Segmentation dataset excerpts

◇ ◇ ◇

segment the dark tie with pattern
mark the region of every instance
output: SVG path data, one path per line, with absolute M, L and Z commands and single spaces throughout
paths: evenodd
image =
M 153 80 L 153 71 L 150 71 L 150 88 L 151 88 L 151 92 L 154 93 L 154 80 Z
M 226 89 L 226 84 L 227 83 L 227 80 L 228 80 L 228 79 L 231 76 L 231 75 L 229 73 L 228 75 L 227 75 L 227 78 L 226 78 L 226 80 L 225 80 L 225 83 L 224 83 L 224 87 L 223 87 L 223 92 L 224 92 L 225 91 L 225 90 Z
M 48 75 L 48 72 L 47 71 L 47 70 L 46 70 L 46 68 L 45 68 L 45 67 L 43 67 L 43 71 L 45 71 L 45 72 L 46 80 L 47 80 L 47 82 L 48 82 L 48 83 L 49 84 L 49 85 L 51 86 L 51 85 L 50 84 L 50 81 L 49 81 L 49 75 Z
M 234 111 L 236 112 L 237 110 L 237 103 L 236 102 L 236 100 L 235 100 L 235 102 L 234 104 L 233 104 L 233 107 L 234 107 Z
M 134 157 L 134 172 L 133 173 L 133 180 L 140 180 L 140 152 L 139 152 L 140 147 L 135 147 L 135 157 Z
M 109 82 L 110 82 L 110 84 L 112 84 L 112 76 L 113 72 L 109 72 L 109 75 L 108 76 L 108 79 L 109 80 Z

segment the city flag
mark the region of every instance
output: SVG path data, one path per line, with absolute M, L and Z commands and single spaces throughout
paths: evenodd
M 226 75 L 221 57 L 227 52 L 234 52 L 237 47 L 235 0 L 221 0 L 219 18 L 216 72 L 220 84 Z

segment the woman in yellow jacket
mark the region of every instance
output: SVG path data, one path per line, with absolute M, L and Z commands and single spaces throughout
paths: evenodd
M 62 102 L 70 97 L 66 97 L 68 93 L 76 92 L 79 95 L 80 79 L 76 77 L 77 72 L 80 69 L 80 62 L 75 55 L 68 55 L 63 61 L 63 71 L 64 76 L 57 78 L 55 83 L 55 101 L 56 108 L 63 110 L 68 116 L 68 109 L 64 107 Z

◇ ◇ ◇

Written problem ->
Write out again the part that opens with the line containing "segment the city flag" and closes with the line containing "M 226 75 L 221". Keep the text of every line the same, but shift each coordinate in the path data by -8.

Worked answer ->
segment the city flag
mark the region of every instance
output: SVG path data, one path per line, with absolute M, L and Z commands and single spaces throughout
paths: evenodd
M 218 67 L 213 49 L 219 44 L 226 44 L 229 39 L 227 -8 L 213 -8 L 211 10 L 208 64 L 212 76 Z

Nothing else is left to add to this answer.